_Permintaan 1_
Tolong jawab pertanyaan berikut berdasarkan teks tentang industri sawit:
(a) Kapan periode kebijakan pelarangan ekspor produk minyak sawit oleh pemerintah?
(b) Berapa total pertambahan luas areal dalam 5 tahun terakhir?
(c) Secara teknis, apa yang diganggu oleh cuaca ekstrim basah?
_Permintaan 2_
Cetak ulang baris-baris daftar tanpa perubahan apa pun, mulai dari awal daftar sampai baris yang memuat "x=301, y=318", termasuk kedua ujungnya.

_Teks Ditampilkan_
****************************************

Kemudian kebijakan pelarangan ekspor produk minyak sawit oleh pemerintah 28 April – 23 Mei, harga pupuk yang tinggi dan sangat rendahnya pencapaian program Peremajaan Sawit Rakyat (PSR).
"Kejadian tidak biasa tersebut sangat berpengaruh terhadap kinerja industri sawit Indonesia baik dalam produksi, konsumsi, maupun ekspor," ujarnya.
Secara teknis, cuaca ekstrim basah mengganggu aktivitas serangga penyerbuk dan kegiatan panen. Kemudian pupuk yang mahal dan sulit diperoleh mengganggu kegiatan pemeliharaan tanaman.
Sementara pelarangan ekspor menyebabkan buah tidak dipanen tidak hanya pada periode pelarangan tetapi juga beberapa bulan sesudahnya ketika stok masih sangat tinggi.
"Program PSR yang tidak mencapai target dan pertambahan luas areal yang secara total hanya 600 ribu hektar dalam 5 tahun terakhir akibat moratorium perizinan berusaha untuk kelapa sawit, menyebabkan hilangnya harapan kenaikan produksi dari tanaman-tanaman baru," jelasnya.
"Harga yang sangat tinggi juga menyebabkan penundaan replanting oleh banyak pekebun sehingga porsi tanaman tua yang produktivitasnya lebih rendah menjadi lebih banyak," ujar Mukti.

****************************************

_Daftar Data_
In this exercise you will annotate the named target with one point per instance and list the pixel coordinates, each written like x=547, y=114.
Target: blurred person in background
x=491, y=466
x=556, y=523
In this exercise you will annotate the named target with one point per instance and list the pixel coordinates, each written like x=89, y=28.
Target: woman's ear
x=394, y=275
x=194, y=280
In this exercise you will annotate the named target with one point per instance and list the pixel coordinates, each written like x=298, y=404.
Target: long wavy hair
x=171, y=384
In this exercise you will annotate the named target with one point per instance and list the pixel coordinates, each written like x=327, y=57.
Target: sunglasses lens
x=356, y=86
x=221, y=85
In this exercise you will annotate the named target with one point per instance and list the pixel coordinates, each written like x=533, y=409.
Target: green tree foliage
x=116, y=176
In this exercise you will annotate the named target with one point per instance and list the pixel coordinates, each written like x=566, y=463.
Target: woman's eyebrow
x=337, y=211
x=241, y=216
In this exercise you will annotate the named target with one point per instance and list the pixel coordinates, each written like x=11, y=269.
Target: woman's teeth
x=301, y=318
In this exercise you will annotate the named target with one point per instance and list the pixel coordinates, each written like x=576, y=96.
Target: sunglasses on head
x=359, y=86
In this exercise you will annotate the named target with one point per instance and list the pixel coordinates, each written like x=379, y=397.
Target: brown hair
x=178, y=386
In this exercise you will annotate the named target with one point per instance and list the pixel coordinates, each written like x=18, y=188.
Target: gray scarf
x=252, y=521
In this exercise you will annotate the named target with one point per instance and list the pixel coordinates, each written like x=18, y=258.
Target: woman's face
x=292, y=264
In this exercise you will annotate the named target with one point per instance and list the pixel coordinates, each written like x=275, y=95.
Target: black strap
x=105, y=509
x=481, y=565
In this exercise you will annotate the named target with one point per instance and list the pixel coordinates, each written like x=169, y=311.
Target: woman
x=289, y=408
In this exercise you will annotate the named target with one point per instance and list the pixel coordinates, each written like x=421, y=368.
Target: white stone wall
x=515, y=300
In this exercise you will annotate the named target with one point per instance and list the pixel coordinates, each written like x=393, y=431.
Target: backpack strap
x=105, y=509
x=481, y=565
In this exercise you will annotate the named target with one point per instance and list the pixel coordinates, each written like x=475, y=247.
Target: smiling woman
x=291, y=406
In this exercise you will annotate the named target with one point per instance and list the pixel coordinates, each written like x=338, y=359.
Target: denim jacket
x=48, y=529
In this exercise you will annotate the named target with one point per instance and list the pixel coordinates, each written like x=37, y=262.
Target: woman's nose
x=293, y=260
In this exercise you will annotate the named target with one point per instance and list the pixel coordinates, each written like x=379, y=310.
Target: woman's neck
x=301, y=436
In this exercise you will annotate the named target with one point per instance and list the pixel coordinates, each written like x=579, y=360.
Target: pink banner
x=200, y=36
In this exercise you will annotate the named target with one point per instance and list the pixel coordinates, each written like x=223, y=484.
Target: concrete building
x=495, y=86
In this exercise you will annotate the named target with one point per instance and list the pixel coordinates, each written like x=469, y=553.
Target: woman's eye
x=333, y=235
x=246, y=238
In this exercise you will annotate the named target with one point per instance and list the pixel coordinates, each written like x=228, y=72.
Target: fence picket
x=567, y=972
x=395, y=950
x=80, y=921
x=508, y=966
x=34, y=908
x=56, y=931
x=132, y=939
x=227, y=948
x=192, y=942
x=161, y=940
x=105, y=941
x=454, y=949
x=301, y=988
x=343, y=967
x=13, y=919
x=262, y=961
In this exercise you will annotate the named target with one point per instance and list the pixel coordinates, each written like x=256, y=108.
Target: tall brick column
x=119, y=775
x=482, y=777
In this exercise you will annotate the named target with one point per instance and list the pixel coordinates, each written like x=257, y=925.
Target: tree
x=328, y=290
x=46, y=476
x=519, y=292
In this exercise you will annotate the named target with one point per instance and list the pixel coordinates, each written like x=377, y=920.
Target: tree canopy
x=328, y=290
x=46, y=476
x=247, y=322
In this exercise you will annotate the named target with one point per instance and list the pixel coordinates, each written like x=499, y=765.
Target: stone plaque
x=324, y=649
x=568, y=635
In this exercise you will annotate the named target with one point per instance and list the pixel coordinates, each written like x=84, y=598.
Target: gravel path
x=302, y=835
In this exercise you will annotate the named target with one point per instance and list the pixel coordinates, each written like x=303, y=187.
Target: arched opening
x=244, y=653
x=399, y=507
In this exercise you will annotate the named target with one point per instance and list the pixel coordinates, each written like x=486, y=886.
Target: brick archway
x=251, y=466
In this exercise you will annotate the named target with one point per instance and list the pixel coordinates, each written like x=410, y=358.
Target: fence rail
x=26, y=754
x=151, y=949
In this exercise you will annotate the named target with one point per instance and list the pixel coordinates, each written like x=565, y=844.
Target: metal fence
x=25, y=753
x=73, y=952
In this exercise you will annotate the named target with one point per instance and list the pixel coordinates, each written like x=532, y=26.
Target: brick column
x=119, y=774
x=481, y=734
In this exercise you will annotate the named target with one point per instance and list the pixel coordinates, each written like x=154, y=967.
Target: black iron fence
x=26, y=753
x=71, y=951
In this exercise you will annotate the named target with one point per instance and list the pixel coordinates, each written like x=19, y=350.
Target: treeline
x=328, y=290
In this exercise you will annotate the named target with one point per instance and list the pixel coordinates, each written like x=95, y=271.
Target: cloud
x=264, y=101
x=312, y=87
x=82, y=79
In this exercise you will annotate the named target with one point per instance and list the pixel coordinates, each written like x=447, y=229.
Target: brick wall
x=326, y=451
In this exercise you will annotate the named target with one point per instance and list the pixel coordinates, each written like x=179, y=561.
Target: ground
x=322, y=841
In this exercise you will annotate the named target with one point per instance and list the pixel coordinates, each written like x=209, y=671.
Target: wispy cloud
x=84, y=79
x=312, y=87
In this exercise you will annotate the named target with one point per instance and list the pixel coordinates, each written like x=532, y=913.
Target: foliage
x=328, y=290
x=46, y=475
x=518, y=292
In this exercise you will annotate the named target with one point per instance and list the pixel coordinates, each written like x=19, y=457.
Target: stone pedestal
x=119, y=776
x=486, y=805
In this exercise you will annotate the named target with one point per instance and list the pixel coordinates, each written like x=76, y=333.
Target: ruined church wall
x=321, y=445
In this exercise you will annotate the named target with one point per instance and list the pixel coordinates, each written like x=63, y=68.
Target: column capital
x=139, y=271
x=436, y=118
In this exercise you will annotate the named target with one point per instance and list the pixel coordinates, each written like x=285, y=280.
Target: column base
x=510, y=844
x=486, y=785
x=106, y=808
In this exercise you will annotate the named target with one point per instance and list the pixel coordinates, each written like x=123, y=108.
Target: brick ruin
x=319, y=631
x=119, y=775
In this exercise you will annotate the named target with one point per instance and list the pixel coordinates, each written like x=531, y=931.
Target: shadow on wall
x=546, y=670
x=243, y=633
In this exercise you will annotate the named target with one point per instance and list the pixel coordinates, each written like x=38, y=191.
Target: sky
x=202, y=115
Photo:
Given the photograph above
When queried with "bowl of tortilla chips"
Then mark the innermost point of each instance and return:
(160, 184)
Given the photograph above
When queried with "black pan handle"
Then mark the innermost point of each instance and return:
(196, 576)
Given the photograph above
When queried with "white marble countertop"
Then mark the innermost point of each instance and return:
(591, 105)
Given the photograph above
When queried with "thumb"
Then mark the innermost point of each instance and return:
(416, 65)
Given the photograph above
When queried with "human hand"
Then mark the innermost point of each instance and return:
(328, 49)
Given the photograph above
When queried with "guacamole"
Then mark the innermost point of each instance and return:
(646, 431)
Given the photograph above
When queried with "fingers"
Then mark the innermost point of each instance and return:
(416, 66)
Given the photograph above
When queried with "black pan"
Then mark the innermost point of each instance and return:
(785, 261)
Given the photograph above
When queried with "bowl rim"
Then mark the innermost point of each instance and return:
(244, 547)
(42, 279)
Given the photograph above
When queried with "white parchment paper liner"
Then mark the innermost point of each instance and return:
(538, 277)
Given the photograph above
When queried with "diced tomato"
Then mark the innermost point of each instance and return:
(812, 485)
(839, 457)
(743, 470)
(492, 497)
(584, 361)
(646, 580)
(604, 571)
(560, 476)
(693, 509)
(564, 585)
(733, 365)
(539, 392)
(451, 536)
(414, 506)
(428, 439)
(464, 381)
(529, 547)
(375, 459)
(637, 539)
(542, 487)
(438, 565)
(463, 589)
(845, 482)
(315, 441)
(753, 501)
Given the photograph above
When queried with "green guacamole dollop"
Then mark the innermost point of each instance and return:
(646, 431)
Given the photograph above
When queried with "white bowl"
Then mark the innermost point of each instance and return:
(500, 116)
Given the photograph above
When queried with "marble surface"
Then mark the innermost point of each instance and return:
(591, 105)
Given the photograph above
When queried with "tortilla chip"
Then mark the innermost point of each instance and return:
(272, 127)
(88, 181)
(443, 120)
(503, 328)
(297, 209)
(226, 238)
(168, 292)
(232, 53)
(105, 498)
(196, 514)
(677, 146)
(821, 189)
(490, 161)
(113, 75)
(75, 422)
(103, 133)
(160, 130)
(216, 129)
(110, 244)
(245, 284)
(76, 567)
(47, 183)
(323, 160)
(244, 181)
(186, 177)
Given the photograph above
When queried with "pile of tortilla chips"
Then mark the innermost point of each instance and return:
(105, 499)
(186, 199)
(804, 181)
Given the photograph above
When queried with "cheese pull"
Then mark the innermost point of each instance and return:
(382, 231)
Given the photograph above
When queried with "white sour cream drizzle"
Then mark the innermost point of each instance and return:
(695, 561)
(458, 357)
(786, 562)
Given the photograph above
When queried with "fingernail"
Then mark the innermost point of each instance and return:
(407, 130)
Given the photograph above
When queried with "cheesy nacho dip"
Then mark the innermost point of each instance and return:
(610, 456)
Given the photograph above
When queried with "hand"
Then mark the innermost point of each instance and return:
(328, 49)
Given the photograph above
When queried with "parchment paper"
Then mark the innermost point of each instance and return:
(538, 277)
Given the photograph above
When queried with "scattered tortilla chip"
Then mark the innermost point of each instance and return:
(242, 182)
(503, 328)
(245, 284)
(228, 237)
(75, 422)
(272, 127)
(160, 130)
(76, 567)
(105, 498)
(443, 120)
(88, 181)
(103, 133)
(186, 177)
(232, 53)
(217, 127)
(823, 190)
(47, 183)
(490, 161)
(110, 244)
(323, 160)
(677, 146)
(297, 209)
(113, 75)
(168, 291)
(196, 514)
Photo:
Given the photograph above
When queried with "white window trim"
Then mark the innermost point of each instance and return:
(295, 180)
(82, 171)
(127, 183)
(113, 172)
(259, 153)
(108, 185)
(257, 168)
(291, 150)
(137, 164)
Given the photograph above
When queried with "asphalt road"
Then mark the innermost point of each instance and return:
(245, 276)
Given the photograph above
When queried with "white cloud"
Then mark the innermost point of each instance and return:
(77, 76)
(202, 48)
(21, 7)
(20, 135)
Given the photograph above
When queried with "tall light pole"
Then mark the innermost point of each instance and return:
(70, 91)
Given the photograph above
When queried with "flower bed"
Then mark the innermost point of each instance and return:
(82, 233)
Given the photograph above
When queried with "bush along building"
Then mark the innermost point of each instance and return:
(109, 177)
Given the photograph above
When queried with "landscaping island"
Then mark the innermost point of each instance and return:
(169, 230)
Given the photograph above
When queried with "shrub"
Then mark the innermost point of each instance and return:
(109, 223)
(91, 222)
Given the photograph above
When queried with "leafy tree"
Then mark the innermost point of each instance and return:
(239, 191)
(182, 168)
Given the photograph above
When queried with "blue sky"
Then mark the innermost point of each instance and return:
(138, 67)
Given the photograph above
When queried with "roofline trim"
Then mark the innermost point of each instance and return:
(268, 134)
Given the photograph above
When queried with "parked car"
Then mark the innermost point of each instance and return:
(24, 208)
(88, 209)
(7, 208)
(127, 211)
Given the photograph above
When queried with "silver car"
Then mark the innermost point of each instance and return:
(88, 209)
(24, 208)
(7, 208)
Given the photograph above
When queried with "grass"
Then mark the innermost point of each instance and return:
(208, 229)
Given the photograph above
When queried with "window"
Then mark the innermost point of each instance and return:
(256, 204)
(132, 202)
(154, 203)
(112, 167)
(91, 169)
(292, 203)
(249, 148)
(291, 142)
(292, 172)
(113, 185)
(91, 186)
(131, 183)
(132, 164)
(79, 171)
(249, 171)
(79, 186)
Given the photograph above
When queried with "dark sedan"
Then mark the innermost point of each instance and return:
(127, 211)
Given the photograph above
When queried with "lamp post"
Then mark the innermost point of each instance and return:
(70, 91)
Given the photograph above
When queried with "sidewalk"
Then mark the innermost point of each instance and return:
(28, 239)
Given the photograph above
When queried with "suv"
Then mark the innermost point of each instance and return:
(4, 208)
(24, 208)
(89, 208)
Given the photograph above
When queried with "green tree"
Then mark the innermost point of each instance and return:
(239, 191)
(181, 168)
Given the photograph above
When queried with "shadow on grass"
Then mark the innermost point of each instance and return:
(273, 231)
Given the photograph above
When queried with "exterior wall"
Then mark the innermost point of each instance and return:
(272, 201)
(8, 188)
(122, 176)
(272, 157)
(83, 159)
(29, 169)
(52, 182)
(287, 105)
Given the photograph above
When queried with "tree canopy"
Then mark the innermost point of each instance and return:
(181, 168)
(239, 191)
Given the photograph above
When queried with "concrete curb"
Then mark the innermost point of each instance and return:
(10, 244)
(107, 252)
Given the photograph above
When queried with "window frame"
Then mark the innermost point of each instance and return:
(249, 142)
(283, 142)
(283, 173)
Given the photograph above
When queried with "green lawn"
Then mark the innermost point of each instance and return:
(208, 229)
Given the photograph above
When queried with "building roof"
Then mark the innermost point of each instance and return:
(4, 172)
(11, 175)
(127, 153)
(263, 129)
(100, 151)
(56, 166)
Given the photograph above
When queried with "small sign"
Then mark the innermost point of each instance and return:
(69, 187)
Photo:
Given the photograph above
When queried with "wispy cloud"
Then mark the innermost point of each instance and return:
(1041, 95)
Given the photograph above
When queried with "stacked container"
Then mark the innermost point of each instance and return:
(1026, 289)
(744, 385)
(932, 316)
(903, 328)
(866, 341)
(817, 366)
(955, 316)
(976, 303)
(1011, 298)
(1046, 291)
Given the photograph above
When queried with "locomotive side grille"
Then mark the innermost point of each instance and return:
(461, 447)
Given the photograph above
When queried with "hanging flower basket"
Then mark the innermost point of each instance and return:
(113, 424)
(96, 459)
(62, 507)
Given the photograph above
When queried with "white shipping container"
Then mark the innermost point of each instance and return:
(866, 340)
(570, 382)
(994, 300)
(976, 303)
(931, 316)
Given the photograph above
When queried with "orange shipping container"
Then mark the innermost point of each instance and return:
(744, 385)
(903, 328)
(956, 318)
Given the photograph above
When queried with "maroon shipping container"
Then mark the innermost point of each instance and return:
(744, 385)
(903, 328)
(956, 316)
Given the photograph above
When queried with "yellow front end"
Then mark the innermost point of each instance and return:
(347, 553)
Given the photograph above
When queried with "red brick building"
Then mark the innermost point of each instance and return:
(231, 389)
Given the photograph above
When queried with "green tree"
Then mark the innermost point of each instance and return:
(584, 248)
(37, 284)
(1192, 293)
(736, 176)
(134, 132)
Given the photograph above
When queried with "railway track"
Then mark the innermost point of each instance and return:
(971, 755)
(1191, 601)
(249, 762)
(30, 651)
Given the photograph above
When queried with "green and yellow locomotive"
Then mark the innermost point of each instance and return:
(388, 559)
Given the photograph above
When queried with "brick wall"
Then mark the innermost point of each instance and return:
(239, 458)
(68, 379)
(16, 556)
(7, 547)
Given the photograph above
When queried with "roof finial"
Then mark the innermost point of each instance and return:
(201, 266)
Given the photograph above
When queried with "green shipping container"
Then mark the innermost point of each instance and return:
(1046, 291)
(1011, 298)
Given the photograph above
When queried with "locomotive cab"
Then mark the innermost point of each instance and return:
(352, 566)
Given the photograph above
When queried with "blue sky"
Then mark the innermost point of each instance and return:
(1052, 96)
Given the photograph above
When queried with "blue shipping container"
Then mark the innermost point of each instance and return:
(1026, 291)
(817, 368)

****************************************

_Hasil Tugas 1_
(a) 28 April – 23 Mei.
(b) Hanya 600 ribu hektar.
(c) Aktivitas serangga penyerbuk dan kegiatan panen.

_Hasil Tugas 2_
In this exercise you will annotate the named target with one point per instance and list the pixel coordinates, each written like x=547, y=114.
Target: blurred person in background
x=491, y=466
x=556, y=523
In this exercise you will annotate the named target with one point per instance and list the pixel coordinates, each written like x=89, y=28.
Target: woman's ear
x=394, y=275
x=194, y=280
In this exercise you will annotate the named target with one point per instance and list the pixel coordinates, each written like x=298, y=404.
Target: long wavy hair
x=171, y=384
In this exercise you will annotate the named target with one point per instance and list the pixel coordinates, each written like x=327, y=57.
Target: sunglasses lens
x=356, y=86
x=221, y=85
In this exercise you will annotate the named target with one point per instance and list the pixel coordinates, each written like x=533, y=409.
Target: green tree foliage
x=116, y=176
In this exercise you will annotate the named target with one point per instance and list the pixel coordinates, each written like x=566, y=463.
Target: woman's eyebrow
x=337, y=211
x=241, y=216
In this exercise you will annotate the named target with one point per instance and list the pixel coordinates, each written like x=11, y=269.
Target: woman's teeth
x=301, y=318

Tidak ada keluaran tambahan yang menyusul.